WHAT YOU WILL DO >> Copy the rows below word for word, keeping every line unchanged.

[Part of a data file]

○ ○ ○ ○ ○ ○ ○

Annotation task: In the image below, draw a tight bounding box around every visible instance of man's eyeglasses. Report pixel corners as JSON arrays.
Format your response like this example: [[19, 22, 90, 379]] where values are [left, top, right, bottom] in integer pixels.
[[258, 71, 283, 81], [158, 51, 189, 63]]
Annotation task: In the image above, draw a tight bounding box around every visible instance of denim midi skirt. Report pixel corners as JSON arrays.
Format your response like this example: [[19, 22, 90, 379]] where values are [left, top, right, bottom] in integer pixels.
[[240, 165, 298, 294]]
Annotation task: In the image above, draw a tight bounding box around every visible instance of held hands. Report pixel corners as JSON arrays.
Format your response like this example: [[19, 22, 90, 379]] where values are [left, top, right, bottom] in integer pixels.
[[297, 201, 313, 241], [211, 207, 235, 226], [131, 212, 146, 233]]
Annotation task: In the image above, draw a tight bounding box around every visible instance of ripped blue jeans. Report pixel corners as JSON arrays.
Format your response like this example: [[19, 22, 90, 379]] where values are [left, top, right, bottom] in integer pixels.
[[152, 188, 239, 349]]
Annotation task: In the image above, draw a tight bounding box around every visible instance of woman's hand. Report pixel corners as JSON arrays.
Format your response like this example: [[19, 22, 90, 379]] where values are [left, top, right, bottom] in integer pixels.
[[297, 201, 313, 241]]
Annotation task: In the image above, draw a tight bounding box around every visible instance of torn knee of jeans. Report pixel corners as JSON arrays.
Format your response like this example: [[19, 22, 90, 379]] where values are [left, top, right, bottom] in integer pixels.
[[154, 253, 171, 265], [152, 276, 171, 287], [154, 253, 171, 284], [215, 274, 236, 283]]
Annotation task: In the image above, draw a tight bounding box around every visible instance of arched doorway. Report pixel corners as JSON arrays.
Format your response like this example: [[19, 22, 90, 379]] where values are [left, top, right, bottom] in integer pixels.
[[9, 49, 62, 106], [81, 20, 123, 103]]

○ ○ ○ ○ ○ ○ ○

FINISHED TASK >>
Annotation task: In the image below, draw a tight bounding box around every visible instance of man's eyeglasses. Report pixel corners as JSON arrays.
Format your response like this example: [[19, 22, 90, 379]] where values are [left, top, right, bottom] in integer pixels.
[[258, 71, 283, 81], [158, 51, 189, 63]]
Annotation task: In the image above, draw a tight bounding box around every visible instance of denim midi skirt. Report pixel corners as JSON arrays.
Format your response like this example: [[19, 22, 90, 379]] where values are [left, top, right, bottom] in integer pixels.
[[240, 165, 298, 294]]
Annotation task: In the image above, draw a tight bounding box around every visible instance of held hands. Report pixel corners as JSON arrays.
Format your response like this example: [[19, 22, 90, 379]] where values are [left, top, right, bottom] in integer pixels.
[[297, 201, 313, 241], [211, 207, 235, 226], [131, 212, 146, 233]]
Annotation task: In the image above, draw a tight bounding box around every visible instance of ripped blue jeans. Report pixel corners as JSON arrays.
Format your response like this example: [[19, 22, 90, 379]] where values are [left, top, right, bottom] in integer pixels.
[[152, 188, 239, 349]]
Annotation task: In the image above, draw a tight bounding box around every visible instance of woman's hand. Report pixel corners as JSON arrays.
Format your response like this example: [[19, 22, 90, 379]] where values are [left, top, right, bottom] in integer pixels.
[[297, 201, 313, 241]]
Annotation task: In the image above, draw a tight bounding box around every visible instance of torn knee of jeans. Report pixel corners as JSON arrays.
Format your response like this example: [[19, 22, 90, 379]] where values are [left, top, right, bottom] in integer pixels.
[[154, 253, 171, 265], [152, 276, 171, 287], [154, 253, 171, 284], [215, 274, 236, 283]]
Annotation task: In the image above, draw a tight bounding box around every visible instance of arched doorway. Report pixel corners as JSON arrays.
Format your response like this example: [[19, 22, 90, 379]] where values are [left, top, right, bottom] in integer pixels.
[[9, 49, 62, 106], [81, 20, 123, 103]]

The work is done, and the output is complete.